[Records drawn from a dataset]

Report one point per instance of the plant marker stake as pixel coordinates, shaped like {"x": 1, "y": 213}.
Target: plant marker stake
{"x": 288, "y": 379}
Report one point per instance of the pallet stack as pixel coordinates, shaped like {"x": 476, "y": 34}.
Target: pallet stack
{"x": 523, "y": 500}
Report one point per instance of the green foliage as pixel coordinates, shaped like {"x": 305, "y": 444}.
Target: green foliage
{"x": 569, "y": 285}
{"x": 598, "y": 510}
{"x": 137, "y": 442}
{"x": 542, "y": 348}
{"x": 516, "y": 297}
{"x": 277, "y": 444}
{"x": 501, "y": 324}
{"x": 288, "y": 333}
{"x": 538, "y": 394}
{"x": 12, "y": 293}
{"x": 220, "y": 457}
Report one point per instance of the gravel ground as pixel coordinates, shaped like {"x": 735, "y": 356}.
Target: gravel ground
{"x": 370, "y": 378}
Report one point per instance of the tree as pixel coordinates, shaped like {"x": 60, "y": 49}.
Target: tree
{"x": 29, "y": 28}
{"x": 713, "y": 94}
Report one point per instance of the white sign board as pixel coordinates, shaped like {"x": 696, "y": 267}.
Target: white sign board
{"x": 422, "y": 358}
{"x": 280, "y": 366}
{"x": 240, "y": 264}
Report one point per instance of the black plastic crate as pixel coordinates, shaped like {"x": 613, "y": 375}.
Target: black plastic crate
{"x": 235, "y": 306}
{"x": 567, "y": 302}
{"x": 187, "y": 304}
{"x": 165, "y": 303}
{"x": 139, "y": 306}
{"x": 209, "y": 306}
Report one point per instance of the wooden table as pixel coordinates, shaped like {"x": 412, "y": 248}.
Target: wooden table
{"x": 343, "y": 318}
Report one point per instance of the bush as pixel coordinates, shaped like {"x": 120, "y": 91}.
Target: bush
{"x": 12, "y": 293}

*ACTION ITEM*: Set down the preceding data verbatim. Every line belongs in the copy.

*OUTPUT*:
Report one point per instance of the plant marker stake as pixel coordinates, shaped like {"x": 1, "y": 213}.
Target: plant marker stake
{"x": 288, "y": 379}
Report one point per instance of the pallet stack as pixel coordinates, shaped like {"x": 476, "y": 34}.
Target: pallet stack
{"x": 523, "y": 500}
Report one point per instance of the green foliage as pixel coordinates, shaped like {"x": 305, "y": 444}.
Target: green foliage
{"x": 569, "y": 285}
{"x": 598, "y": 510}
{"x": 137, "y": 442}
{"x": 542, "y": 348}
{"x": 516, "y": 297}
{"x": 277, "y": 444}
{"x": 501, "y": 324}
{"x": 288, "y": 333}
{"x": 538, "y": 394}
{"x": 12, "y": 293}
{"x": 220, "y": 457}
Report one point per instance of the gravel ground as pixel coordinates, shaped like {"x": 735, "y": 356}.
Target: gravel ground
{"x": 370, "y": 378}
Report one point per instance of the tree as pixel coordinates, shaped like {"x": 60, "y": 49}.
Target: tree
{"x": 29, "y": 28}
{"x": 713, "y": 94}
Report one point per instance of the white sign board as pixel coordinates, shaped like {"x": 696, "y": 267}.
Target: white sign board
{"x": 422, "y": 358}
{"x": 280, "y": 366}
{"x": 240, "y": 264}
Report one point per instance of the black plastic crate as pixel coordinates, shaped like {"x": 613, "y": 375}.
Target: black plastic crate
{"x": 235, "y": 306}
{"x": 567, "y": 302}
{"x": 187, "y": 304}
{"x": 165, "y": 303}
{"x": 139, "y": 306}
{"x": 209, "y": 306}
Report one point per instance of the wooden table as pixel coordinates, shaped like {"x": 412, "y": 248}.
Target: wooden table
{"x": 343, "y": 318}
Report one point per instance of the bush as pixel coordinates, shaped like {"x": 120, "y": 91}.
Target: bush
{"x": 12, "y": 293}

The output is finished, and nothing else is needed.